Question

If the three normals drawn to the parabola, $y^2=2x$ pass through the point $\left(a,0\right),a\ne 0$, then ‘$a$’ must be greater than

• A. $1$
• B. $\frac{1}{2}$
• C. $-\frac{1}{2}$
• D. $-1$

Answer 1

The correct option is A

$1$

Explanation for the correct option.

Step 1. Finding the equation of the normal:

The equation of the normal drawn to the parabola of the form $y^2=4ax$ is given as $y=mx-2am-a{m}^3$.

For the parabola $y^2=2x$, the value of constant $a$ is given by comparing the equation with the standard form:

$\begin{array}{rcl}4a& =& 2\\ & \Rightarrow & a=\frac{2}{4}\\ & \Rightarrow & a=\frac{1}{2}\end{array}$

So the equation of normal drawn to parabola $y^2=2x$ is given by substituting $a=\frac{1}{2}$ in the equation $y=mx-2am-a{m}^3$:

$\begin{array}{rcl}& \Rightarrow & y=mx-2\times \frac{1}{2}m-\frac{1}{2}{m}^3\\ & \Rightarrow & y=mx-m-\frac{1}{2}{m}^3\end{array}$

Step 2. Substitute the point in the equation and find the value of $a$.

As the point $(a,0)$ passes through the normal, so substitute the point in the equation of the normal.

$\begin{array}{rcl}0& =& ma-m-\frac{1}{2}{m}^3\\ & \Rightarrow & 0=2ma-2m-m^3\\ & \Rightarrow & 0=m(2a-2-m^2)\end{array}$

So either $m=0$ or

$\begin{array}{rcl}& \Rightarrow & 2a-2-m^2=0\\ & \Rightarrow & 2a-2=m^2\end{array}$

Now, for the parabola to have three normals $m^2>0$ so:

$\begin{array}{rcl}2a-2& >& 0\\ & \Rightarrow & 2a-2+2>0+2\\ & \Rightarrow & 2a>2\\ & \Rightarrow & a>\frac{2}{2}\\ & \Rightarrow & a>1\end{array}$

Hence, the correct option is A.

### Supplied data

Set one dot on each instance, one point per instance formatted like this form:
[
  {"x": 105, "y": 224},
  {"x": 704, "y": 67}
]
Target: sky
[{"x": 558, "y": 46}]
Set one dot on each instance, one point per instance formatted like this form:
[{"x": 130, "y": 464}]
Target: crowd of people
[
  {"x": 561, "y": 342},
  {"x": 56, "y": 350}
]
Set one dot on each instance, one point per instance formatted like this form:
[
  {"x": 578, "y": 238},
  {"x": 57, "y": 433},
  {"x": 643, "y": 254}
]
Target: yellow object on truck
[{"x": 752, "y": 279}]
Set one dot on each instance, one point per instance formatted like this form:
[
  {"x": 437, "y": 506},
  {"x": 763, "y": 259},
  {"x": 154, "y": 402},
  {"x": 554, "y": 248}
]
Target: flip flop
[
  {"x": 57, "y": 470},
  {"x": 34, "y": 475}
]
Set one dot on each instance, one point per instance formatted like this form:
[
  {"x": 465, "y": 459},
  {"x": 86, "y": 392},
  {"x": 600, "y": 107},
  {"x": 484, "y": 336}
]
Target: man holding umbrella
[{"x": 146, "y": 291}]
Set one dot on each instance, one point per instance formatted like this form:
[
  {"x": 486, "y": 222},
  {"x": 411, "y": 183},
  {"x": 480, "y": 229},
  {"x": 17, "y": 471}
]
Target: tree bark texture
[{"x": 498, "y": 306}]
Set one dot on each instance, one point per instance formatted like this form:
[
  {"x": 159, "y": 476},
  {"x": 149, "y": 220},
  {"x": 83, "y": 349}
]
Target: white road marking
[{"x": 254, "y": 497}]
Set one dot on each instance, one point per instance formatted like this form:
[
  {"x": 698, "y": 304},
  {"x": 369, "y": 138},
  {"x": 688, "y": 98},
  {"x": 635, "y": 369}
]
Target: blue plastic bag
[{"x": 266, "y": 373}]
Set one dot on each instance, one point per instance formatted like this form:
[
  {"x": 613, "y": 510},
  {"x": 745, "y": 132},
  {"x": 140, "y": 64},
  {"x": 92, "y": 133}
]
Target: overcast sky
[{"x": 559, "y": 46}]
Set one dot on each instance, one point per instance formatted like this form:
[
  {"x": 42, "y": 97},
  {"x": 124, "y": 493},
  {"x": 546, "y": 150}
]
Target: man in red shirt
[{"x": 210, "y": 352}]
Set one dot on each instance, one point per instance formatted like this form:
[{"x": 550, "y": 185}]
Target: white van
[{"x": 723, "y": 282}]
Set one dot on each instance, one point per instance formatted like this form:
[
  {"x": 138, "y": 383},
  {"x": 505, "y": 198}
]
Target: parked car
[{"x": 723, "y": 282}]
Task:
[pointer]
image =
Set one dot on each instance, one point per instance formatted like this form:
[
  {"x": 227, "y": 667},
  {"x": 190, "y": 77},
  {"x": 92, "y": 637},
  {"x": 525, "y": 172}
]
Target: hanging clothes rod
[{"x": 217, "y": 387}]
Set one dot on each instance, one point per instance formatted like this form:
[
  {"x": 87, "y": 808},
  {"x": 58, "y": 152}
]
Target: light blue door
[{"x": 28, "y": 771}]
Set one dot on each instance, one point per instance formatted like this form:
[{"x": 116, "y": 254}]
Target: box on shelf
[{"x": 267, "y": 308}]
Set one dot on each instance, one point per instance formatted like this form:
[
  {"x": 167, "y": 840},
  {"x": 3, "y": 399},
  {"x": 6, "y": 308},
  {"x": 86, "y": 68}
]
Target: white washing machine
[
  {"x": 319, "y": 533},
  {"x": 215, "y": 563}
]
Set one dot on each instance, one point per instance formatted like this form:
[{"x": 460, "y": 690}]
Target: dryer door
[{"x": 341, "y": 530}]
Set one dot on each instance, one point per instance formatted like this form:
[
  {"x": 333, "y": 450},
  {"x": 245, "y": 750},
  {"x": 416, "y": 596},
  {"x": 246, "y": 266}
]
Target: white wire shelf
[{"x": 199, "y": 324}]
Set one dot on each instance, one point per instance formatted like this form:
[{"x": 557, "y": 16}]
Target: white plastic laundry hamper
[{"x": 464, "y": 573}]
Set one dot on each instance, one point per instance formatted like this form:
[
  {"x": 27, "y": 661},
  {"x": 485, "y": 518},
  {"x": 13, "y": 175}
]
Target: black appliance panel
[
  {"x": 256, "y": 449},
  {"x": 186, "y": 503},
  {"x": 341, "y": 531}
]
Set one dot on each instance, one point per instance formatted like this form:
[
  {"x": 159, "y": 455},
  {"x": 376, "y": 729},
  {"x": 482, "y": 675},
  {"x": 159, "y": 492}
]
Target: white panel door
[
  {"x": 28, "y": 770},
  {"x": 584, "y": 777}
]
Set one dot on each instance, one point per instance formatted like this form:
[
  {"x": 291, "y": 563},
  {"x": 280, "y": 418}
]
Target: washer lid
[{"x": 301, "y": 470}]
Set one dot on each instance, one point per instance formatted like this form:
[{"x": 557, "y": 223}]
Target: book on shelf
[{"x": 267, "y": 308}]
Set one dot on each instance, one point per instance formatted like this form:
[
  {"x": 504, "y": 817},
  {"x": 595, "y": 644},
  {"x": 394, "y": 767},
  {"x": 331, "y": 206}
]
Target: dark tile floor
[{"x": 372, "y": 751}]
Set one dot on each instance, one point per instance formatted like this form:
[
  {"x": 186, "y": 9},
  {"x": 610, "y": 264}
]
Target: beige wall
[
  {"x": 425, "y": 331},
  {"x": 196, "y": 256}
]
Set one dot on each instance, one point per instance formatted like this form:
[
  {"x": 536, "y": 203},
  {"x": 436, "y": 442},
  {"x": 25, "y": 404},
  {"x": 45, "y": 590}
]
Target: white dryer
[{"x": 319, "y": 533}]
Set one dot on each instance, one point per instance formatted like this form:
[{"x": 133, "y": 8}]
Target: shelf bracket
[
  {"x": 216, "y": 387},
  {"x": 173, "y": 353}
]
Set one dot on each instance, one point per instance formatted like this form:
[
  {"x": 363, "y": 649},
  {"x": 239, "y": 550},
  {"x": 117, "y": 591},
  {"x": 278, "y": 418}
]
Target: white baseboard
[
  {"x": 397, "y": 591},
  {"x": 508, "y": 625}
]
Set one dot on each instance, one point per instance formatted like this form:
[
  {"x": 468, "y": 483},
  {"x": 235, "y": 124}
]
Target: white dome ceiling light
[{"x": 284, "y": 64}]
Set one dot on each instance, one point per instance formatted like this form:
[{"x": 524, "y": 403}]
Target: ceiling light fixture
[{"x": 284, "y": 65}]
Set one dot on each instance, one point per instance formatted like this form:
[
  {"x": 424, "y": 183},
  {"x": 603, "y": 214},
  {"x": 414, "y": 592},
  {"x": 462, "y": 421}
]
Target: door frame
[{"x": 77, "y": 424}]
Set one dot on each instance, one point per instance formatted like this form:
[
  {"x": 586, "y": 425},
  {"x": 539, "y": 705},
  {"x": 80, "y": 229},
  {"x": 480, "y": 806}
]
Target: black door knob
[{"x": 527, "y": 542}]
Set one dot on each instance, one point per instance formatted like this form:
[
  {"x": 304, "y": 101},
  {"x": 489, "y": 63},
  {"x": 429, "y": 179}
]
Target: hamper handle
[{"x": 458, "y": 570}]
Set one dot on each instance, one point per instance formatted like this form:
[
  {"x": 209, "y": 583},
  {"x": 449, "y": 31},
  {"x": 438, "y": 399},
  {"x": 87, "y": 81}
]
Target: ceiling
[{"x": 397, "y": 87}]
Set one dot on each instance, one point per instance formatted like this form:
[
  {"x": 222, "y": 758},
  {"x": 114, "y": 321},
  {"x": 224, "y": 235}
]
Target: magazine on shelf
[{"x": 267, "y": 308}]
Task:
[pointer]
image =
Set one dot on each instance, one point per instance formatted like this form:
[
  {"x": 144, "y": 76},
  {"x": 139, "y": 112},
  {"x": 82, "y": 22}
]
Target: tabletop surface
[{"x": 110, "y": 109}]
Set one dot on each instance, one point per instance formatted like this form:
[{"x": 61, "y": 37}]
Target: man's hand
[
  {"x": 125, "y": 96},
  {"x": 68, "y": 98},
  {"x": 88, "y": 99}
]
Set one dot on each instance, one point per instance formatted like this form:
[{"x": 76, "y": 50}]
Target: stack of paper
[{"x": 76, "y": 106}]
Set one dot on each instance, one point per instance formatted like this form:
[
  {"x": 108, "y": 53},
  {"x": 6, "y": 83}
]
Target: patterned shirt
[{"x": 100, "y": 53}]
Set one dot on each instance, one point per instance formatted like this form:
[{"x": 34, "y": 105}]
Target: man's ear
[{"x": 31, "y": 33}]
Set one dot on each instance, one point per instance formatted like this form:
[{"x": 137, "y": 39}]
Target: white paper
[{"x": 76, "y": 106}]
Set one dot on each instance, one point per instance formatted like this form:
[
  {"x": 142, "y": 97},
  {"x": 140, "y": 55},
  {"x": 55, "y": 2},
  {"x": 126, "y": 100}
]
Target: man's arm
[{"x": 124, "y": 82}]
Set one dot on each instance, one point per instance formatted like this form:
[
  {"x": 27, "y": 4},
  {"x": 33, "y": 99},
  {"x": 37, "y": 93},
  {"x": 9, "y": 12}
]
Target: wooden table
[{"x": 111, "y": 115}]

### Description of the task
Set down, word for word, the stretch of the parabola normals page from "So either $m=0$" through "option is A.".

### Task output
So either $m=0$ or

$\begin{array}{rcl}& \Rightarrow & 2a-2-m^2=0\\ & \Rightarrow & 2a-2=m^2\end{array}$

Now, for the parabola to have three normals $m^2>0$ so:

$\begin{array}{rcl}2a-2& >& 0\\ & \Rightarrow & 2a-2+2>0+2\\ & \Rightarrow & 2a>2\\ & \Rightarrow & a>\frac{2}{2}\\ & \Rightarrow & a>1\end{array}$

Hence, the correct option is A.